◆ **Task goal**: What is needed here is every line of the records that includes "instance".

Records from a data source
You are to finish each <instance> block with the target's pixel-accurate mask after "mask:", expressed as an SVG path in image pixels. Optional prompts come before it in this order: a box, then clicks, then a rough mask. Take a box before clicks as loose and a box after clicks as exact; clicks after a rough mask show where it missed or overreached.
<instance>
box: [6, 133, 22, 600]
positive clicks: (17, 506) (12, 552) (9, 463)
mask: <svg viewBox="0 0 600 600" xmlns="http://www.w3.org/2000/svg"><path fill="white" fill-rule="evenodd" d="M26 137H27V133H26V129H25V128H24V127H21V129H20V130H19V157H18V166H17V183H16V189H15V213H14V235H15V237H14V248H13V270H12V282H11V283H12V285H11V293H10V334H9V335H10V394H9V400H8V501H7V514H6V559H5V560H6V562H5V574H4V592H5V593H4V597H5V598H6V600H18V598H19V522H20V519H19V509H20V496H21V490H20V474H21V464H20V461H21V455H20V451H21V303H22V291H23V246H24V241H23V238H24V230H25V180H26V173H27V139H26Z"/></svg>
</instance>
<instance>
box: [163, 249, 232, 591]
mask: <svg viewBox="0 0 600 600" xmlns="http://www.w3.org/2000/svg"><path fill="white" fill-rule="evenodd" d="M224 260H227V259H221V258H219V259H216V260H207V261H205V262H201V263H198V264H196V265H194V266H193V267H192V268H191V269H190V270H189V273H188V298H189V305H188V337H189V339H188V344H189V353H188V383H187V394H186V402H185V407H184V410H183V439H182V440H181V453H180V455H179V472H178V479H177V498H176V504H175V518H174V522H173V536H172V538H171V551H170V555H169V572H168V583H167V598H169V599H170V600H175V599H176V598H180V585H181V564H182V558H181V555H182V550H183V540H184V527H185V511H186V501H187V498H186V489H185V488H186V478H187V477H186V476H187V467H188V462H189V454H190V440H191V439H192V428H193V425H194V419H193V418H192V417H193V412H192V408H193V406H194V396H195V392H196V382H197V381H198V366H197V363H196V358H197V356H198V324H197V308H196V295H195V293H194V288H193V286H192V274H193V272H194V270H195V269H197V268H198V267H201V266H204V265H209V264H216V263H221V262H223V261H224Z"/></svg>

◆ **Result for this exercise**:
You are to finish each <instance> block with the target's pixel-accurate mask after "mask:", expressed as an SVG path in image pixels. Optional prompts come before it in this order: a box, then clicks, then a rough mask. Take a box before clicks as loose and a box after clicks as exact; clicks after a rough mask show where it missed or overreached.
<instance>
</instance>
<instance>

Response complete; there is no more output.